Photo-based referring expression data
((
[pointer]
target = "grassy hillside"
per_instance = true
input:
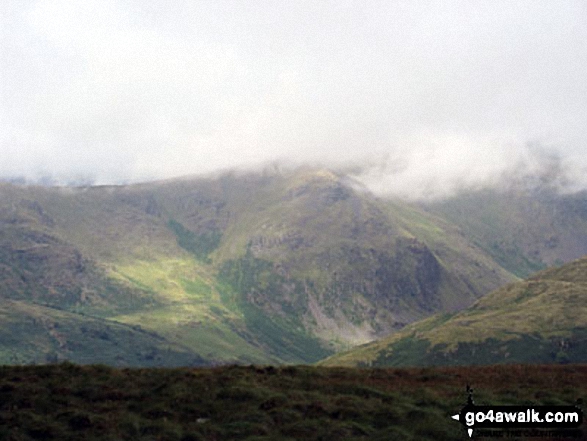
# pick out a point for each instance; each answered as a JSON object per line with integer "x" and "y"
{"x": 69, "y": 402}
{"x": 542, "y": 320}
{"x": 524, "y": 231}
{"x": 37, "y": 334}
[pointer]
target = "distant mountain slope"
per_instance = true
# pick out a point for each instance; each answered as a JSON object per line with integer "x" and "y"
{"x": 32, "y": 333}
{"x": 523, "y": 230}
{"x": 540, "y": 320}
{"x": 249, "y": 268}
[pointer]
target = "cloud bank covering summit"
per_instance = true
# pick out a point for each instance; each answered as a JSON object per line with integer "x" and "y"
{"x": 424, "y": 97}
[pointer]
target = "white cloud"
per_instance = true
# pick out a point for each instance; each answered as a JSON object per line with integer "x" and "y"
{"x": 451, "y": 93}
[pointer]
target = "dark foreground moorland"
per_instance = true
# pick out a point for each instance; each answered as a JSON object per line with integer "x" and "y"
{"x": 71, "y": 402}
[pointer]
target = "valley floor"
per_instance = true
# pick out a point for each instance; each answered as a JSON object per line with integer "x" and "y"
{"x": 72, "y": 402}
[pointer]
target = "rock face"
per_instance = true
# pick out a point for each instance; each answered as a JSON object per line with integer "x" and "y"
{"x": 259, "y": 268}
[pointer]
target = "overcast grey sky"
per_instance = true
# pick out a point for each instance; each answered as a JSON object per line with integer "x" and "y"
{"x": 431, "y": 95}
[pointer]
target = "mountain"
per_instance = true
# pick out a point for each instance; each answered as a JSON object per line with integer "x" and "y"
{"x": 539, "y": 320}
{"x": 265, "y": 267}
{"x": 523, "y": 229}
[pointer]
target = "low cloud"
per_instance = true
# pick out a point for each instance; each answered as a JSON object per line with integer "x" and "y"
{"x": 426, "y": 98}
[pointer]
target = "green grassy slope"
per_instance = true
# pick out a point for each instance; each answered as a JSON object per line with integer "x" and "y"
{"x": 542, "y": 319}
{"x": 37, "y": 334}
{"x": 260, "y": 267}
{"x": 69, "y": 402}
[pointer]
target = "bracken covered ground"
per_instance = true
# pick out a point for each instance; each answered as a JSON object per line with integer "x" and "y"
{"x": 72, "y": 402}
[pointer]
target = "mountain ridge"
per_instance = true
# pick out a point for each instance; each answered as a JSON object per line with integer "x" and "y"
{"x": 246, "y": 268}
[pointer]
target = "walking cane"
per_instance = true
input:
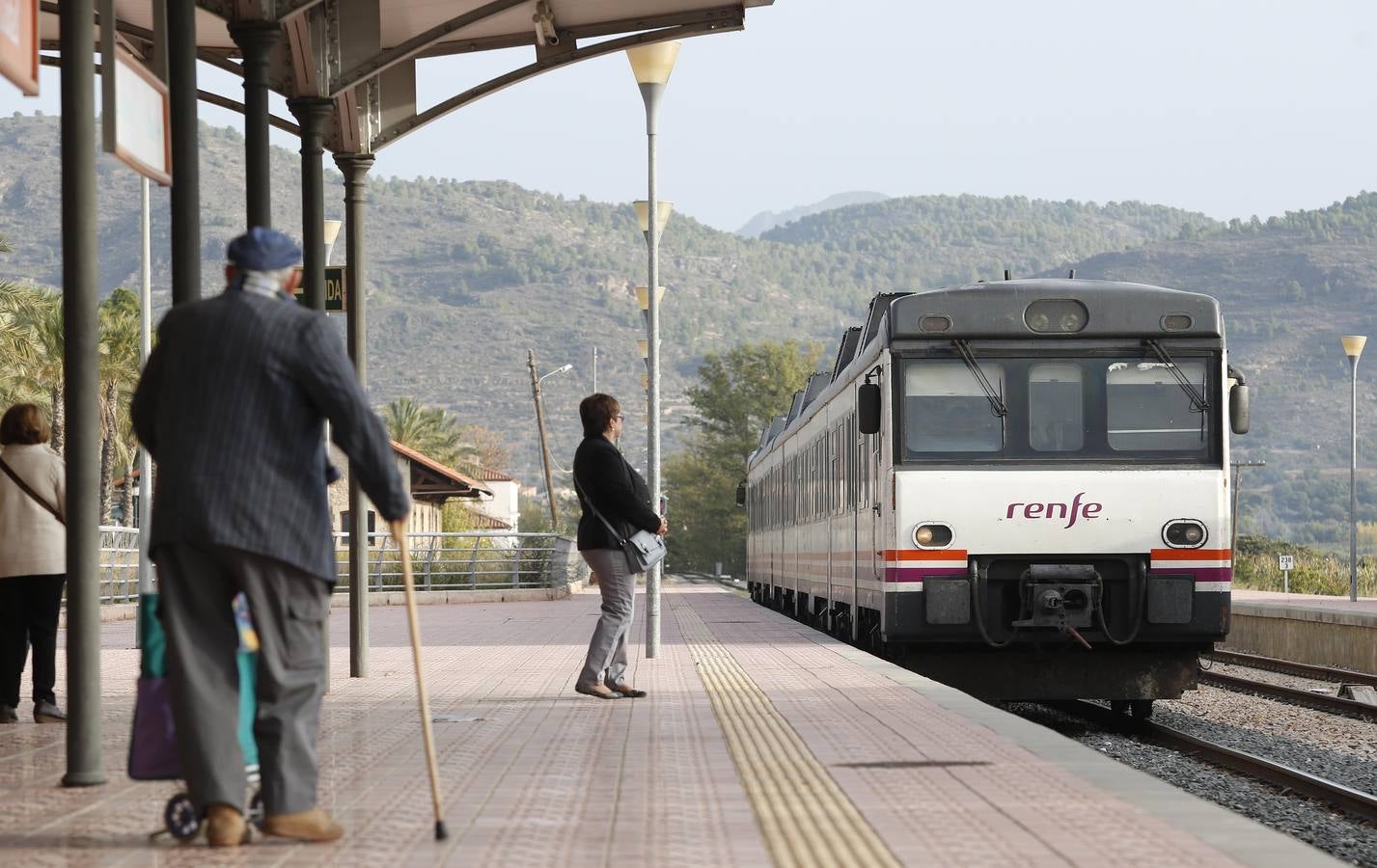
))
-- Prompt --
What is needed is each line of the entries that contains the word "slope".

-- Written answer --
target = "distant mountain slope"
target = "green grassy slope"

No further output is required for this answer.